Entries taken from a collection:
^^^^

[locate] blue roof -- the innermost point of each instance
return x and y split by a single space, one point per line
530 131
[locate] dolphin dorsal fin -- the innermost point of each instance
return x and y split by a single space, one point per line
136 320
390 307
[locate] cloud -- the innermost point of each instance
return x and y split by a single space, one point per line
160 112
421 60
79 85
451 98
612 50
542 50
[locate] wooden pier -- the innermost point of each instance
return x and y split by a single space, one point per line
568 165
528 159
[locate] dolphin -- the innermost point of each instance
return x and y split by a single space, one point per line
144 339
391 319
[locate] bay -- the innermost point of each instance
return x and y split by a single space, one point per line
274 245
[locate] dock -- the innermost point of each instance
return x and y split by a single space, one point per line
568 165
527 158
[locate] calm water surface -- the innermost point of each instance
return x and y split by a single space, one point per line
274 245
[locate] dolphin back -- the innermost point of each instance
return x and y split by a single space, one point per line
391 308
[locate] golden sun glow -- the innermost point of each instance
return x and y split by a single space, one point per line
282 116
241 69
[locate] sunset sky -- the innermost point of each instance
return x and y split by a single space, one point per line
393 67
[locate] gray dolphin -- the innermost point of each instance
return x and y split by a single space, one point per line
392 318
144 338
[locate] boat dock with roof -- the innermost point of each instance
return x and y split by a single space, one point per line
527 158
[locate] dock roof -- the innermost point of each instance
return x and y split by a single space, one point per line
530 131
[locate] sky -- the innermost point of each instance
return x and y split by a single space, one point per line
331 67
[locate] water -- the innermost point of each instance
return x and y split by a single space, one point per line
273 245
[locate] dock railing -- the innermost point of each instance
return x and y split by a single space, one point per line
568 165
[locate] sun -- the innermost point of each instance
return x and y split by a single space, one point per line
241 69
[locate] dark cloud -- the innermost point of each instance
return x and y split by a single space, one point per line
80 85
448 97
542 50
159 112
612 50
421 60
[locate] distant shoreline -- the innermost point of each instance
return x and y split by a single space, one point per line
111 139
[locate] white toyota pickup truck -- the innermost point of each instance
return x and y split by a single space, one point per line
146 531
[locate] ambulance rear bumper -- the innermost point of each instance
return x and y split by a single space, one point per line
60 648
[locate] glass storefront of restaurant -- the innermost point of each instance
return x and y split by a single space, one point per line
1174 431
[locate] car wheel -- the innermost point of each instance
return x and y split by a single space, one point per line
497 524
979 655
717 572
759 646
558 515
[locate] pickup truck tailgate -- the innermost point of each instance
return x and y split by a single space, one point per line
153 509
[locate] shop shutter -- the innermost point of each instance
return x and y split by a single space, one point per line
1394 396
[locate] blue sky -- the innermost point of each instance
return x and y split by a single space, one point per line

^^^^

**What needs to be done**. Write out again, exactly, the line containing "[locate] blue sky" and every later line of the records. Omit the rest.

**Answer to this exercise**.
[locate] blue sky -- the innermost point of each instance
return x and y split by a single space, one point per line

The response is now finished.